**Task set**
**A.** Check the passage on the transcoding pipeline against these statements: (i) DCGM Exporter is deployed as a DaemonSet; (ii) RabbitMQ supports dead-letter queues for failed jobs; (iii) using a cloud queue such as SQS requires a Hub component. For each, answer yes or no and quote the words of the passage that decide it.
**B.** According to the passage on the transcoding pipeline, what kind of disk is recommended for the node that runs MinIO?
**C.** Pick up the passage on the transcoding pipeline after its last sentence and carry it forward.

**Passage given**
#####

Transcoding Pipeline Flow

1. Object Storage

Workers need to read source video and write encoded output. Register an existing S3 endpoint as a storage connection under Settings → Storage. PodWarden tests connectivity from all cluster nodes and injects credentials as environment variables at deploy time.

If you don't have S3 storage:

MinIO — Import from Hub. Deploy to a node with fast disk (NVMe recommended for video I/O). Exposes a full S3 API; every other component treats it identically to AWS S3.
RustFS — High-performance alternative, also S3-compatible. Better suited for high-throughput encode pipelines with many simultaneous workers.

Create two buckets: one for ingest (source files), one for output (encoded files).

2. Job Queue

Workers poll the queue for jobs, transcode, and report completion. Pick based on what you know:

Redis — Simple, fast, widely supported. Import from Hub. Workers use BLPOP or a queue library.
RabbitMQ — More durable, supports dead-letter queues for failed jobs. Better for high-volume pipelines where job loss is not acceptable.

If you use a cloud queue (SQS, Cloud Tasks), set the QUEUE_URL environment variable accordingly — no Hub component needed.

3. Monitoring

Import Prometheus, Grafana, and DCGM Exporter from Hub.

Deploy DCGM Exporter as a DaemonSet — it runs on every GPU node automatically and exposes per-GPU metrics including NVENC/NVDEC engine utilization (on supported drivers). On Jetson, the equivalent is Tegrastats Exporter — also available from the Hub catalog.

Grafana shows queue depth, encode throughput (frames/second per node), GPU/encoder utilization, and error rates. This tells you immediately when a node is stalled, when the queue is backing up, or when a bad source file is causing repeated failures.

4. Secrets

Store S3 credentials, queue passwords, and registry credentials in Vault (from Hub) or your existing secrets manager. PodWarden injects secrets via secret_refs at deploy time — they never appear in template definitions or deployment logs.

5. Container Registry (optional but recommended)

Jetson workers require ARM64 images built on top of NVIDIA's L4T base (nvcr.io/nvidia/l4t-base). You'll likely maintain a custom FFmpeg image for your pipeline.

Deploy Harbor or Gitea (with built-in registry) from Hub. Build your ARM64 FFmpeg image once and push it there. All Jetson workers pull from your internal registry — no external registry dependency, no rate limits.

#####

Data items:
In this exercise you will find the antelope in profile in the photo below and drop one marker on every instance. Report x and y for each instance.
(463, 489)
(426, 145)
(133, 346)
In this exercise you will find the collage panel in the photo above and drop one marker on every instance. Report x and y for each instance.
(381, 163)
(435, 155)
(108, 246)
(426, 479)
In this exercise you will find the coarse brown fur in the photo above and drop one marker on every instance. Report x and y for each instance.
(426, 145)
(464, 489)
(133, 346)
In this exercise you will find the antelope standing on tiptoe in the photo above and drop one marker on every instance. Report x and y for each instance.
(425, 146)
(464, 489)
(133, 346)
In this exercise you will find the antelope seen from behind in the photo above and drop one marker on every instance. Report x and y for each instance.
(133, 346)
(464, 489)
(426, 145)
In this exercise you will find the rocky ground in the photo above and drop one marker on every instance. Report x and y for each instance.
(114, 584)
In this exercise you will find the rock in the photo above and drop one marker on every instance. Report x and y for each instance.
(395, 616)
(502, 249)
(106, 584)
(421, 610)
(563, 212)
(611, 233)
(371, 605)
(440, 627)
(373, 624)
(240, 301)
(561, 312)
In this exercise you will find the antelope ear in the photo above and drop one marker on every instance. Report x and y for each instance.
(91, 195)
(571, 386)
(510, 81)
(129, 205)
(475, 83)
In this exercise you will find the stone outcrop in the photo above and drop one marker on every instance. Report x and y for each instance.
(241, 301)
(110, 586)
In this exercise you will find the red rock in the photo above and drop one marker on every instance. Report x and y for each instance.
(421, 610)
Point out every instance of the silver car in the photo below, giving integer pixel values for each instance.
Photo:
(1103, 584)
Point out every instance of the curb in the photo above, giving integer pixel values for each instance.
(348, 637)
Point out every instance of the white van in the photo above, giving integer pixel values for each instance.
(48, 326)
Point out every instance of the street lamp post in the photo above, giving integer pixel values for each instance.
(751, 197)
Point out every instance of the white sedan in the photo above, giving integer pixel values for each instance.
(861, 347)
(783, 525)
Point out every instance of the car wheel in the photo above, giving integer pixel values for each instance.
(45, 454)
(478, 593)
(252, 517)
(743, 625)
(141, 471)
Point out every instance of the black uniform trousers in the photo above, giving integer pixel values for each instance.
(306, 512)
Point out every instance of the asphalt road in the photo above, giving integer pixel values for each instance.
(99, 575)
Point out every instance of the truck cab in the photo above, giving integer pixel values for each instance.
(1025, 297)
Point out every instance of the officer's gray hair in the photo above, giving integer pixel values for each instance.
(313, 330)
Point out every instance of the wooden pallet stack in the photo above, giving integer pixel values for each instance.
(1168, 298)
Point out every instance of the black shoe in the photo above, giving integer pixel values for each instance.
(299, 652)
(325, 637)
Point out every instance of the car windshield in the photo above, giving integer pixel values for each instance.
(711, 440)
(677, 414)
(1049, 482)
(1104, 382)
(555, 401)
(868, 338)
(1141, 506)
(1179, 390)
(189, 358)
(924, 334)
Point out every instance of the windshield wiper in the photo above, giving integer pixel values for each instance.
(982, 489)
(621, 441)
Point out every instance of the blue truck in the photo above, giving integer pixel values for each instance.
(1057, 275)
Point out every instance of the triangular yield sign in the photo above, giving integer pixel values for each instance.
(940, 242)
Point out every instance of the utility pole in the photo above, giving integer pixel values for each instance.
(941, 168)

#####

**Answers to the exercise**
**A.**
(i) Yes: "Deploy DCGM Exporter as a DaemonSet"
(ii) Yes: "supports dead-letter queues for failed jobs"
(iii) No: "no Hub component needed"

**B.** NVMe is recommended for video I/O.

**C.**
Worker Templates

Jetson Orin NX worker (ARM64)

Kind:           Deployment
Image:          registry.internal/ffmpeg-worker:latest-arm64
GPU count:      1
VRAM:           8Gi
CPU:            4
Memory:         8Gi
Node selector:  { "nvidia.com/gpu.product": "Orin" }

Variable	Example	Description
`QUEUE_URL`	`redis://redis.mesh:6379`	Job queue connection
`QUEUE_NAME`	`transcode-jobs`	Queue name
`INPUT_BUCKET`	`s3://media-ingest`	Source video bucket
`OUTPUT_BUCKET`	`s3://media-output`	Encoded output bucket
`PRESET`	`hls-ladder`	Encoding profile
`CONCURRENCY`	`3`	Parallel encode sessions per node
`HWACCEL`	`cuda`	Hardware acceleration
`NVENC_PRESET`	`p4`	NVENC quality/speed (`p1`–`p7`)
`S3_ENDPOINT_URL`	`http://minio.mesh:9000`	Internal MinIO endpoint

Sensitive values (AWS_ACCESS_KEY_ID, AWS_SECRET_ACCESS_KEY, queue password) come from Vault via secret_refs.

x86 GPU server worker (amd64)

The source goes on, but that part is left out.